• VORLIEGENDER TEXT:
+++++

In meiner Dissertationsschrift mit dem Titel „Entscheiden, Erleben und Erinnern: Aisthetische Erfahrungen mit DJ-Sets der Electronic Dance Music“ habe ich Erfahrungsmöglichkeiten mit DJ-Sets der Electronic Dance Music (EDM) untersucht. Hier möchte ich einen kurzen Überblick über meine Arbeit geben und insbesondere den Begriff ‚aisthetische Erfahrung‚ (nicht: ästhetische!) darstellen, den ich in der Arbeit entwickelt habe und auf EDM DJ-Sets angewandt habe. Eine Buchpublikation dazu ist in Vorbereitung und die Veröffentlichung für Ende 2026 geplant.
Zum Begriff ‚Aisthetische Erfahrung‘
Mit dem Begriff der Aisthetischen Erfahrung beschreibe ich intensive, immersive und überwältigende Klangerfahrungen: eintauchen in die Musik, mitgerissen werden von der Musik, innerlich erfüllt werden von der Musik. Diese Erfahrungen, die ich selbst häufig auf diversen Dancefloors erlebt habe und die ich als Psytrance-DJ den Tanzenden zu ermöglichen versucht habe, bilden den Ausgangspunkt meiner Erfahrungen. Unter aisthetischen Erfahrungen verstehe ich Erfahrungen, bei denen sinnliche
Wahrnehmungen, inneres Empfinden und intuitives Gespür im Mittelpunkt stehen. Die Sinnlichkeit und Innerlichkeit von Erfahrungen ist aber nicht bei der Rezeption von EDM, also beim Hören und Tanzen, relevant, sondern auch bei der Herstellung von DJ-Sets durch die DJs und bei der späteren Erinnerung an solche intensiven Erfahrungen. Daher beschreibe ich aisthetische Erfahrungen in drei Dimensionen: der Produktion, der Rezeption und der Reflexion.

+++++

• GESTELLTE AUFGABE:
Schreibe aus dem Text über aisthetische Erfahrungen mit DJ-Sets alles von „In meiner Dissertationsschrift“ bis hinunter zu „Ende 2026 geplant.“ wortgetreu ab.

• DATENAUSZUG:
+++++

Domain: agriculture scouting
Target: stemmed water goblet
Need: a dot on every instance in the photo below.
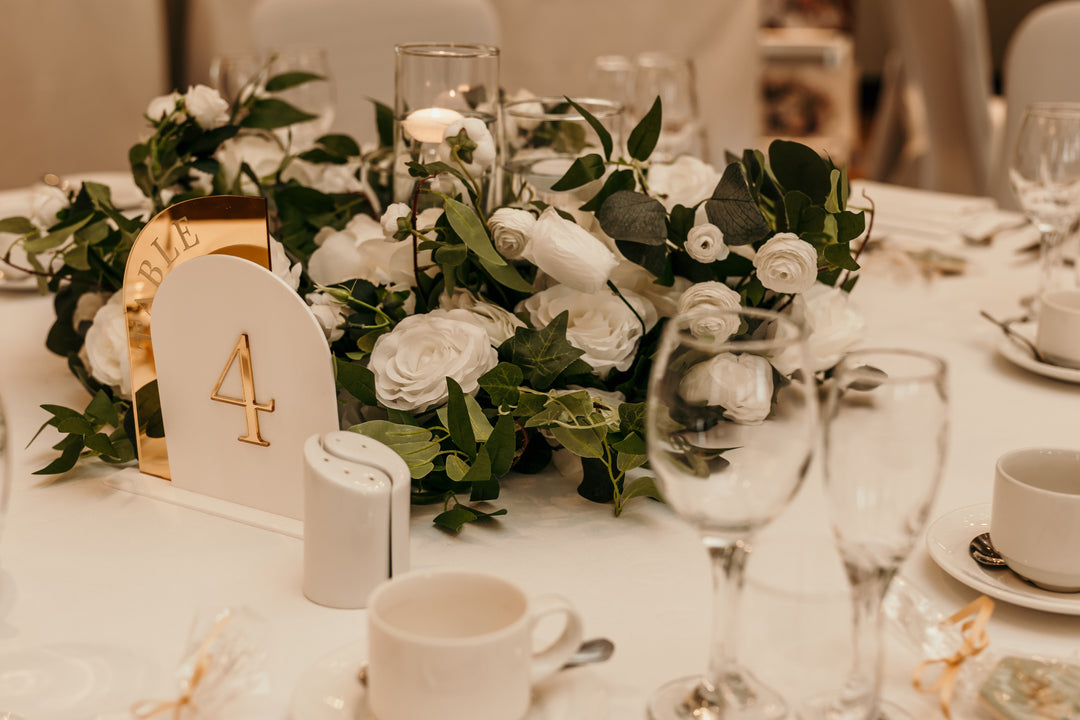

+++++

• DIE ANTWORT:
In meiner Dissertationsschrift mit dem Titel „Entscheiden, Erleben und Erinnern: Aisthetische Erfahrungen mit DJ-Sets der Electronic Dance Music“ habe ich Erfahrungsmöglichkeiten mit DJ-Sets der Electronic Dance Music (EDM) untersucht. Hier möchte ich einen kurzen Überblick über meine Arbeit geben und insbesondere den Begriff ‚aisthetische Erfahrung‚ (nicht: ästhetische!) darstellen, den ich in der Arbeit entwickelt habe und auf EDM DJ-Sets angewandt habe. Eine Buchpublikation dazu ist in Vorbereitung und die Veröffentlichung für Ende 2026 geplant.